__TASK INSTRUCTIONS__. Starting at the line in the records below that contains "Question. Place a dot on every instance of the green carved" and running through the final line of the records, give those lines as a Markdown table with the columns Row and Line. Leave out blank lines and the pictures.

__MATERIAL FOR THIS EXERCISE__.
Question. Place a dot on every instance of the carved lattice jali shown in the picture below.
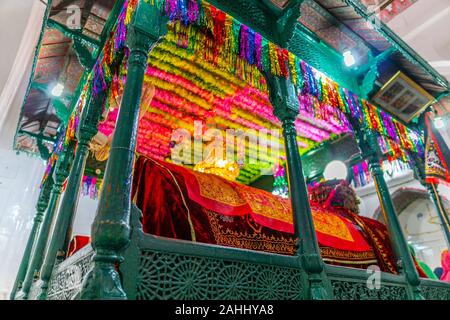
(175, 276)
(68, 276)
(437, 291)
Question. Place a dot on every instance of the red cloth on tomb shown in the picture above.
(181, 204)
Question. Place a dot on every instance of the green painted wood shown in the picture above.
(61, 173)
(398, 240)
(419, 172)
(42, 204)
(89, 121)
(111, 229)
(63, 226)
(286, 107)
(442, 214)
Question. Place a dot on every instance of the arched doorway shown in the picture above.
(420, 224)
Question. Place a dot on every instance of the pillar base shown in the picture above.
(102, 283)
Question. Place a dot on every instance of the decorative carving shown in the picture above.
(352, 290)
(434, 292)
(175, 276)
(67, 278)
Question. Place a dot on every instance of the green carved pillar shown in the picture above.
(61, 173)
(43, 200)
(62, 233)
(111, 228)
(398, 240)
(442, 214)
(419, 170)
(286, 107)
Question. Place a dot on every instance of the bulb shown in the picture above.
(349, 59)
(58, 90)
(439, 123)
(335, 170)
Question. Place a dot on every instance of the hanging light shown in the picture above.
(439, 123)
(349, 59)
(335, 170)
(58, 90)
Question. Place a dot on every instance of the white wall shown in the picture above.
(14, 17)
(422, 228)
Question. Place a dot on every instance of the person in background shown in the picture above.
(445, 261)
(438, 272)
(425, 268)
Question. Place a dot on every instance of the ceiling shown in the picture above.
(58, 62)
(334, 21)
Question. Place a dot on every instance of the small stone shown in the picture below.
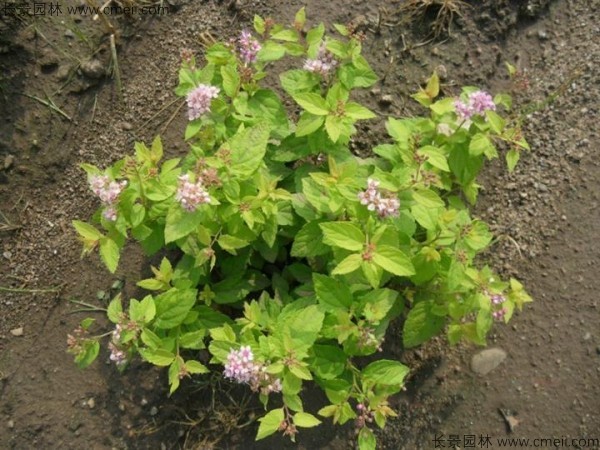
(17, 331)
(386, 100)
(487, 360)
(9, 160)
(93, 68)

__REPLY TO THE EXERCISE__.
| Row | Line |
|---|---|
| 1 | Question. Place a dot on every instance of the green carved pillar shown in the picture above. |
| 2 | (61, 173) |
| 3 | (43, 200) |
| 4 | (62, 233) |
| 5 | (111, 228) |
| 6 | (398, 240) |
| 7 | (442, 214) |
| 8 | (419, 170) |
| 9 | (286, 107) |
| 10 | Question. Place a dot on every instance of the bulb shown in the picture above. |
| 11 | (349, 59) |
| 12 | (58, 90) |
| 13 | (439, 123) |
| 14 | (335, 170) |
| 15 | Question. Place a dot on every instance of the hanging light shown in the picture above. |
| 16 | (439, 123) |
| 17 | (349, 59) |
| 18 | (335, 170) |
| 19 | (58, 90) |
| 20 | Question. Place a dot on every instance of the white wall shown in the picture above. |
| 21 | (14, 17) |
| 22 | (422, 228) |
| 23 | Question. Place a dot on every instance of the person in background shown in the picture above. |
| 24 | (445, 261) |
| 25 | (438, 272) |
| 26 | (425, 268) |
| 27 | Question. Place a dot on every instance of the ceiling shown in the picture above. |
| 28 | (58, 62) |
| 29 | (334, 21) |
| 30 | Question. Place a dot on every instance of the small stone shown in the picture below. |
| 31 | (17, 331) |
| 32 | (386, 100) |
| 33 | (487, 360) |
| 34 | (9, 160) |
| 35 | (93, 68) |